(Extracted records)
--- begin ---
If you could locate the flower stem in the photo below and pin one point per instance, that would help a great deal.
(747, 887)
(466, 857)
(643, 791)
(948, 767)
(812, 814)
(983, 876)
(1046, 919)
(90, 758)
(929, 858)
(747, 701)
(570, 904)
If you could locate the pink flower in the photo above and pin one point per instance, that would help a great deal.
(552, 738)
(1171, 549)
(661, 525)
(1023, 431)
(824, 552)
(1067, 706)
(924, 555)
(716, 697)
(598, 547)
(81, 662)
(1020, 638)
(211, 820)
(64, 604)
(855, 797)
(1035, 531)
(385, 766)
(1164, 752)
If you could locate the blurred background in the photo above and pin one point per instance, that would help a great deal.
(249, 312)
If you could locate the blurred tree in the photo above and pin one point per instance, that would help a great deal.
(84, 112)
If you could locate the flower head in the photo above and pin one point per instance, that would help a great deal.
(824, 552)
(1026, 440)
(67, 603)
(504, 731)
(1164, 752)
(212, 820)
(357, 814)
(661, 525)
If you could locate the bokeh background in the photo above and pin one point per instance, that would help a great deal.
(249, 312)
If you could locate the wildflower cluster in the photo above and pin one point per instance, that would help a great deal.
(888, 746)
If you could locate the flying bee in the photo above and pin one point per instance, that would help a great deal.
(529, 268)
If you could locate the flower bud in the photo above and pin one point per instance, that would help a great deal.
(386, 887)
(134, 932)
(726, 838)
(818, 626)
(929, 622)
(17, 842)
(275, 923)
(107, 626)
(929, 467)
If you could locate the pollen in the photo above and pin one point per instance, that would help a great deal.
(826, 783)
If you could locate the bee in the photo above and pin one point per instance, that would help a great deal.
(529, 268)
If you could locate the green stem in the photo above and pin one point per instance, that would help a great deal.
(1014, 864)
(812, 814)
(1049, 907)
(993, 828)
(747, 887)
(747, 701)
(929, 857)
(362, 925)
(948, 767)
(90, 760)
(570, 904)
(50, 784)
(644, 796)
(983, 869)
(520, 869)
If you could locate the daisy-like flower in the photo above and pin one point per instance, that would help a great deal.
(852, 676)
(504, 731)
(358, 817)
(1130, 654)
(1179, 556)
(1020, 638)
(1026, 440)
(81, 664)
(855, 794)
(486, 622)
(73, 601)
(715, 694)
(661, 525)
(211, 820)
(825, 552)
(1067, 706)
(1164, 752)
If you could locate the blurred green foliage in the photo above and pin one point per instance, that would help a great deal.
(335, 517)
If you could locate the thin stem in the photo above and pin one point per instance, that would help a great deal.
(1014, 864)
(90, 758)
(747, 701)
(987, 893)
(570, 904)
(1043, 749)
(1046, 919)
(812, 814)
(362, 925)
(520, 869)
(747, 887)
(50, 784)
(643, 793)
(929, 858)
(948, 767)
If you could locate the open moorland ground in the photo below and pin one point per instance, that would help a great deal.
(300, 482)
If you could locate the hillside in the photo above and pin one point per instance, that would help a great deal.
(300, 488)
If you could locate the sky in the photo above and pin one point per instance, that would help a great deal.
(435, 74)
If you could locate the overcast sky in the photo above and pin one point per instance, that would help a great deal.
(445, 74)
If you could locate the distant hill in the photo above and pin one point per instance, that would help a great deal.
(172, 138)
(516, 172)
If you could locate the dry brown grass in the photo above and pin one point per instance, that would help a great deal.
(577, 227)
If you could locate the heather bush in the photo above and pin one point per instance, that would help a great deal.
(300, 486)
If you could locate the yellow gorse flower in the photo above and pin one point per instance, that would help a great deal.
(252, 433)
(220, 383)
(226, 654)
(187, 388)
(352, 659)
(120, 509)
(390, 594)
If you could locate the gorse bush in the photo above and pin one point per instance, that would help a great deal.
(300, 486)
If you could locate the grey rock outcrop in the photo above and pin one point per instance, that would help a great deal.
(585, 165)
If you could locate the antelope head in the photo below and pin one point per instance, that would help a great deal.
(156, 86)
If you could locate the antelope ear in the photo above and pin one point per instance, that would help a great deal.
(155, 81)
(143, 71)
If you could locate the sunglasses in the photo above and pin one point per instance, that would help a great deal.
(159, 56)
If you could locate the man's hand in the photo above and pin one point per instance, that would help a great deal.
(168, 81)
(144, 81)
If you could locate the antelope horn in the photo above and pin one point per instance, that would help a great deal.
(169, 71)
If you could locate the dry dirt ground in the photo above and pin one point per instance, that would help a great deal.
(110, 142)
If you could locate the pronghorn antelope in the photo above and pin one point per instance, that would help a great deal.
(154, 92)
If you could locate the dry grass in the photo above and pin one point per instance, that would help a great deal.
--- end ---
* Exercise description
Can you repeat, unchanged, every line of the records from the line with "If you could locate the grey" through the end of the records?

* Complete answer
If you could locate the grey rock outcrop in the photo above and pin one point per instance, that would help a great deal.
(585, 165)
If you could locate the antelope head in the photo below and pin one point per instance, that would help a great deal.
(156, 86)
If you could locate the antelope ear in the photo above and pin one point per instance, that would help a great deal.
(155, 81)
(143, 71)
If you could locate the sunglasses in the photo above and pin one point per instance, that would help a great deal.
(159, 56)
If you could locate the man's hand in the photo above and pin one point per instance, that would help a great deal.
(168, 81)
(144, 81)
If you could locate the antelope horn in the photo above and pin one point per instance, that would help a great deal.
(169, 71)
If you could locate the dry dirt ground in the photo above and pin one point per instance, that would help a great deal.
(110, 142)
If you could locate the pronghorn antelope in the photo above and pin one point per instance, that would help a great deal.
(154, 92)
If you could locate the dry grass in the photo above and pin one point per instance, that would help a great deal.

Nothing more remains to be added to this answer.